INSTRUKSI TUGAS 1: Di dua tempat manakah, menurut esai tentang kecintaan pada sepak bola, orang memekikkan dukungan?
INSTRUKSI TUGAS 2: Tuliskan lanjutan esai tentang kecintaan pada sepak bola, dimulai setelah kalimat terakhirnya.

BLOK TEKS:
● ● ●

Rabu, 26 September 2018

Benarkah Kita Sedang Mencintai Sepak Bola?




Saya selalu percaya bahwa sepak bola bisa memantik banyak romansa dalam kehidupan. Tidak hanya berlaku untuk mereka yang mengenali sepak bola secara kafah, tapi juga untuk mereka yang setengah-setengah atau sekadar paham saja dalam mengenali si kulit bundar. Tak peduli bagi mereka yang memekik dukungan di Curva Sud San Siro, atau pinggir tanah lapang berdebu dari sudut desa Polokarto, sepak bola selalu punya cara untuk menciptakan romansanya sendiri. Berbagai macam –itas dilahirkan di sana: loyalitas, rivalitas, solidaritas, identitas, humanitas, kolektivitas, maskunilitas, sportivitas, dan ‘mereka’ selalu beriringan mengikuti ke mana saja bola bergulir. Setelah 90 menit—juga kadang selepas azan magrib, beberapa dari –itas ini memudar, sebagian sisanya terlekat erat bahkan menempel pada hal-hal yang tak berkaitan langsung dengan sepak bola.

● ● ●

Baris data
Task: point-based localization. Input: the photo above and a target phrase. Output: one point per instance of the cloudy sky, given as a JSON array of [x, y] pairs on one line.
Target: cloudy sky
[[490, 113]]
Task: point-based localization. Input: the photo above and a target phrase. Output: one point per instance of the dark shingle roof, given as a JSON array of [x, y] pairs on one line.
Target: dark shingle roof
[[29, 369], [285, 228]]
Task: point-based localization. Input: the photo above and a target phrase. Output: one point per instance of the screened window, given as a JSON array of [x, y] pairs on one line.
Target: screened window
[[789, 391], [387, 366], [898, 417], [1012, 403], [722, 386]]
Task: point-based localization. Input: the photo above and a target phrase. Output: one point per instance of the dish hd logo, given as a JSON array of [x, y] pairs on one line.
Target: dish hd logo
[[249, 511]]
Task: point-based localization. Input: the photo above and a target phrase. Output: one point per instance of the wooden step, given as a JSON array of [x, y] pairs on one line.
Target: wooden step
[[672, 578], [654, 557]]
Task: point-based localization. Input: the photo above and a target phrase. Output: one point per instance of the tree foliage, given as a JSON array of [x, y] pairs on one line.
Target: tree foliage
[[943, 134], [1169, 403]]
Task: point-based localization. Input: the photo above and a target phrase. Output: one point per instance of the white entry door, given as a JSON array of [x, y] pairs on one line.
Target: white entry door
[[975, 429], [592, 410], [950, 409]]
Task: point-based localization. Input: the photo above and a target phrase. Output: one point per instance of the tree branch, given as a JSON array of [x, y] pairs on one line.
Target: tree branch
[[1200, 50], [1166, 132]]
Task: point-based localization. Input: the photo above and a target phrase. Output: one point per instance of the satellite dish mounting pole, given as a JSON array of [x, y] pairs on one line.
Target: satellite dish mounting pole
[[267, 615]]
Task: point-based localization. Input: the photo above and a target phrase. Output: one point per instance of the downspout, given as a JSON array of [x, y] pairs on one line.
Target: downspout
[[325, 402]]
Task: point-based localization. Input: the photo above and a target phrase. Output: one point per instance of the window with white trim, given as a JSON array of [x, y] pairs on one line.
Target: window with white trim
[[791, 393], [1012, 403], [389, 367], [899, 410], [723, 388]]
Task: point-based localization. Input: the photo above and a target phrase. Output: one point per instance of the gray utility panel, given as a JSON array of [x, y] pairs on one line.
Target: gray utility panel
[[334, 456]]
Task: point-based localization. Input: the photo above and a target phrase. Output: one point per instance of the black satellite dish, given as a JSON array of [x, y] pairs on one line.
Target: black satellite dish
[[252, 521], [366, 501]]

● ● ●

HASIL TUGAS 1: Di Curva Sud San Siro dan di pinggir tanah lapang berdebu dari sudut desa Polokarto.

HASIL TUGAS 2:
Minggu (23/9) lalu, sepak bola berlabuh pada sisi –itas yang salah; ia menjelma menjadi monster yang menyeret orang untuk melahap kebencian dan merawat kebiadaban. Pada sore yang terik di Gedebage, Bandung, Haringga Sirla meregang nyawa sebelum menyaksikan laga Persib versus Persija. Belakangan diketahui kalau pria 23 tahun itu terdaftar sebagai anggota The Jakmania, barisan suporter loyal milik Macan Kemayoran. Sejak mendengar berita itu, gol Bojan Mališić pada menit 94 tak lagi membuat saya berkesan. Sundulan bek asal Serbia yang meneruskan bola dari Victor Igbonefo itu sempat membuat saya berteriak ‘gol!’ karena terbawa antusiasme menit-menit akhir yang cukup menegangkan. Sebagai penonton yang tak menaruh dukungan pada siapapun yang sedang bertanding di Stadion Gelora Bandung Lautan Api hari itu, menyaksikan dua tim elit Indonesia bertarung habis-habisan dengan pertaruhan gengsi yang tak main-main adalah pengalaman yang mengesankan. Di dalam hati, saya sempat berseloroh “gini dong, derby gede ada geregetnya.”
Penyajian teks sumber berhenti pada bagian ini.